- AUSGEWÄHLTER AUSZUG
※
Den väterlichen Rat in den Wind geschlagen und Sturm geerntet

Lebensweisheit

von  Bluebird

»Ich werde zwar«, so endete mein Vater, »nicht aufhören, für dich zu beten, aber das sage ich dir im Voraus: wenn du deine törichten Pläne verfolgst, wird Gott seinen Segen nicht dazu geben, und du wirst vielleicht einmal Muße genug haben, darüber nachzudenken, dass du meinen Rat in den Wind geschlagen hast. Dann aber möchte wohl Niemand da sein, der dir zur Umkehr behilflich sein kann.«

Das Ende eines längeren Monologs, in dem der Vater Crusoe dem jungen Robinson das behagliche Leben des bodenständigen Mittelstandes ausgemalt und ihn vor der abenteuerlichen Seefahrerei eindringlich gewarnt hatte.

     Dies ist natürlich ein sehr alter Konflikt. Ist es besser ein behagliches, sicheres oder aber ein gefährliches und unstetes Leben zu führen? Ich meine, dass man diese Frage nicht so pauschal beantworten kann. Man muss für sich wohl herausfinden, was besser zu einem passt.
※
- Extrahierte Zeilen
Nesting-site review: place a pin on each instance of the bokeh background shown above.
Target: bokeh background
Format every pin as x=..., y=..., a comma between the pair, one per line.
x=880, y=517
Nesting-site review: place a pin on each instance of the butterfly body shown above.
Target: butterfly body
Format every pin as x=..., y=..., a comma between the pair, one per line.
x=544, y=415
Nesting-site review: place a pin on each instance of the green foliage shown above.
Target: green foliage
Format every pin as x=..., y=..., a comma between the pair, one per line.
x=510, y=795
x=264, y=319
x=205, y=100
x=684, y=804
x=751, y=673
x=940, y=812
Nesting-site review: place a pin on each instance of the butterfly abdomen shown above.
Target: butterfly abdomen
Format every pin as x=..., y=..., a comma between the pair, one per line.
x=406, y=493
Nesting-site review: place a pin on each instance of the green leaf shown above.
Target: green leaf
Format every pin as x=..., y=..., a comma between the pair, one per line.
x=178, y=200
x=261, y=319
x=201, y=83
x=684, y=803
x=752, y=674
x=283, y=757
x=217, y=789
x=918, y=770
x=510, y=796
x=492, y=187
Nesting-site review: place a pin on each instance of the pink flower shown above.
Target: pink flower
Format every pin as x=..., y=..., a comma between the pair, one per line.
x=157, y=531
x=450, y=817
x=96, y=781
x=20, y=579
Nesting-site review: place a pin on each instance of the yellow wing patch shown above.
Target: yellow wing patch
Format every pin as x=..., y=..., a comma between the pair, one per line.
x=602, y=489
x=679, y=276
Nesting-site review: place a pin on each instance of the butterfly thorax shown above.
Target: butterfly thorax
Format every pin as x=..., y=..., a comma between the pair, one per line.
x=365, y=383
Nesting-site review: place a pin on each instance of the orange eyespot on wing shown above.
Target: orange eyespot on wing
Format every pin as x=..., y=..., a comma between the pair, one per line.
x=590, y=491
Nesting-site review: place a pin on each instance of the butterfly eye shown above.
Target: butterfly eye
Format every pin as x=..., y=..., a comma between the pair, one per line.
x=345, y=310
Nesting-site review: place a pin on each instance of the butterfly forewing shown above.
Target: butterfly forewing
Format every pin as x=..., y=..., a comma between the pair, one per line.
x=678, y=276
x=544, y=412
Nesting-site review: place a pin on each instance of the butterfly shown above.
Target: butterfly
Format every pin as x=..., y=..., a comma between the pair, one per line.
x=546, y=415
※
- ANWEISUNG
Überarbeite im Auszug über den väterlichen Rat den Abschnitt, der mit den Worten „Das Ende eines“ einsetzt und mit „eindringlich gewarnt hatte.“ schließt. Gib ihn vollständig wieder und setze dabei „Wanderschaft“ an die Stelle von „Seefahrerei“.

- ERGEBNIS DER AUFGABE
Das Ende eines längeren Monologs, in dem der Vater Crusoe dem jungen Robinson das behagliche Leben des bodenständigen Mittelstandes ausgemalt und ihn vor der abenteuerlichen Wanderschaft eindringlich gewarnt hatte.